▶ Task item:
Can you format every line of the records below as a Markdown table, with the row number under "Row" and the line under "Line", skipping blank lines?

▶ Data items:
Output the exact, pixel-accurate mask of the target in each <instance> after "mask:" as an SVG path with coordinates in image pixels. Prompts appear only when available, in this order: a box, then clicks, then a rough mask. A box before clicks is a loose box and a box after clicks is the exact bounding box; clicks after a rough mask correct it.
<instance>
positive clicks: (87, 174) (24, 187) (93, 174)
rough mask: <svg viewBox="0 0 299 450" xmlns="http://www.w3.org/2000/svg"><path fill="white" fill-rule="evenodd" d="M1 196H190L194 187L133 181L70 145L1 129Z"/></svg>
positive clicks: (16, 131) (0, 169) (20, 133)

▶ Result below:
| Row | Line |
|---|---|
| 1 | Output the exact, pixel-accurate mask of the target in each <instance> after "mask:" as an SVG path with coordinates in image pixels. Prompts appear only when available, in this order: a box, then clicks, then a rough mask. A box before clicks is a loose box and a box after clicks is the exact bounding box; clicks after a rough mask correct it. |
| 2 | <instance> |
| 3 | positive clicks: (87, 174) (24, 187) (93, 174) |
| 4 | rough mask: <svg viewBox="0 0 299 450" xmlns="http://www.w3.org/2000/svg"><path fill="white" fill-rule="evenodd" d="M1 196H190L194 187L133 181L70 145L1 129Z"/></svg> |
| 5 | positive clicks: (16, 131) (0, 169) (20, 133) |